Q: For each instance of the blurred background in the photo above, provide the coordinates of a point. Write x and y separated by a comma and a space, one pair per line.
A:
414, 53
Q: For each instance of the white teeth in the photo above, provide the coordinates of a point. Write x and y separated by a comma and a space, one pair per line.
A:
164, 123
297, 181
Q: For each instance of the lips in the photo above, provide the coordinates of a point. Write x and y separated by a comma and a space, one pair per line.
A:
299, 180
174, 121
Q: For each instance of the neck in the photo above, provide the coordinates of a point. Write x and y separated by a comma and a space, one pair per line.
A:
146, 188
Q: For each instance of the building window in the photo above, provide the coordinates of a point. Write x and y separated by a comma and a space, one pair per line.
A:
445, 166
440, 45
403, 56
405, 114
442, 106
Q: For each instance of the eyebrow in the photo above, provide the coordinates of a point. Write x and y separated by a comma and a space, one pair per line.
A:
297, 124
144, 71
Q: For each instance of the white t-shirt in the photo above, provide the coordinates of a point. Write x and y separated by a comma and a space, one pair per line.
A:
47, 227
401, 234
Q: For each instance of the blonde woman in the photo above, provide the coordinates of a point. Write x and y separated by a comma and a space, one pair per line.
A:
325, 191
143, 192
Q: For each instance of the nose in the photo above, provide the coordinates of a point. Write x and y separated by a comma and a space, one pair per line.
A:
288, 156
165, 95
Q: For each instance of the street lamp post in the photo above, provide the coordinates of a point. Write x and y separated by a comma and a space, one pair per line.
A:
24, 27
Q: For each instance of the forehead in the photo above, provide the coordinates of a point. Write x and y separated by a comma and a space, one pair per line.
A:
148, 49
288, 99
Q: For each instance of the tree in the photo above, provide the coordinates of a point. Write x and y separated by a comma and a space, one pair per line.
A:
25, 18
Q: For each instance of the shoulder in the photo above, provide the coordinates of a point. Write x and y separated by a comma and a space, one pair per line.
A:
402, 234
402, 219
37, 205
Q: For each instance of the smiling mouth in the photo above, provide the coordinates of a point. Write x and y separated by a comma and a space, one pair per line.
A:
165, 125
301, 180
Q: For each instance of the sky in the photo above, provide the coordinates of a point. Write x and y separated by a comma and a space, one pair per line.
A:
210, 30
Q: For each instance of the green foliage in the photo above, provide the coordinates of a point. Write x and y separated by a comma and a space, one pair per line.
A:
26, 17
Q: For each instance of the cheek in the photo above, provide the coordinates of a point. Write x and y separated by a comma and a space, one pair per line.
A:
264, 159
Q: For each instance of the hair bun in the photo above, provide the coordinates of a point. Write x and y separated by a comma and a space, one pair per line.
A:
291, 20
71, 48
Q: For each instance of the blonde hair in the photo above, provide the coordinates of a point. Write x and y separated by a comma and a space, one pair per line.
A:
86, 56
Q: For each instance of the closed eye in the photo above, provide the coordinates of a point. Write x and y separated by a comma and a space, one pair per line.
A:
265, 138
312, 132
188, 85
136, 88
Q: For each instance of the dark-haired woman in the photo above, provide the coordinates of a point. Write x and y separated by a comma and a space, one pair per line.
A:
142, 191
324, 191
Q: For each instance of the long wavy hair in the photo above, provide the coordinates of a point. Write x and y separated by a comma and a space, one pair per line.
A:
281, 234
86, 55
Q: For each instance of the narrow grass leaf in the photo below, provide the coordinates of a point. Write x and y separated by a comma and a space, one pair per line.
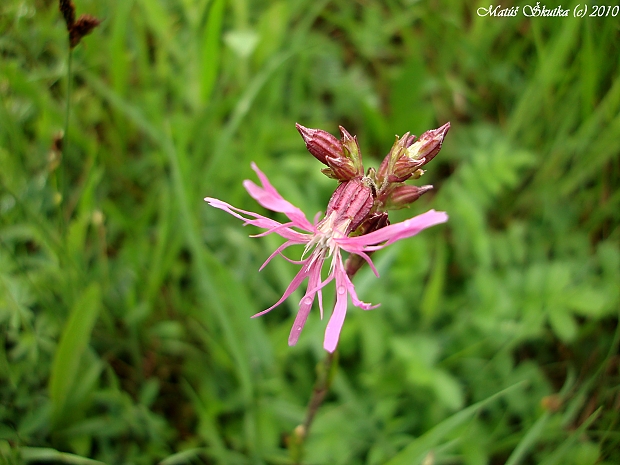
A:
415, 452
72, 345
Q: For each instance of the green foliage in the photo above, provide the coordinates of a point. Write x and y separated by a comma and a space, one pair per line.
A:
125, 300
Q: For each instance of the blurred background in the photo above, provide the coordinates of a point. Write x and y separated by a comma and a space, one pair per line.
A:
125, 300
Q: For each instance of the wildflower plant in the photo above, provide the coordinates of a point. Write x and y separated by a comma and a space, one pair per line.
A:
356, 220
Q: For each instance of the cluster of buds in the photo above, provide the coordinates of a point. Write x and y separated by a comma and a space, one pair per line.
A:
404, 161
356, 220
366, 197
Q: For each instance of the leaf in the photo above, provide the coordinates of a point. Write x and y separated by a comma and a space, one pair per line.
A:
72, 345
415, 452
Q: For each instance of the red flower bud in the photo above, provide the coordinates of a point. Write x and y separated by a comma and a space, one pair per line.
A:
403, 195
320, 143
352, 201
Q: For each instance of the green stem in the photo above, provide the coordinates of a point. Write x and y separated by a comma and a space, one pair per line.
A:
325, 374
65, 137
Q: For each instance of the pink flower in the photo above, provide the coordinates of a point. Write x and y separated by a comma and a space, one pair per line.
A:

□ □ □ □

# PROMPT:
Across the records, count the lines that contain the word "leaf" and give that figure alone.

# RESPONSE TO THE TASK:
2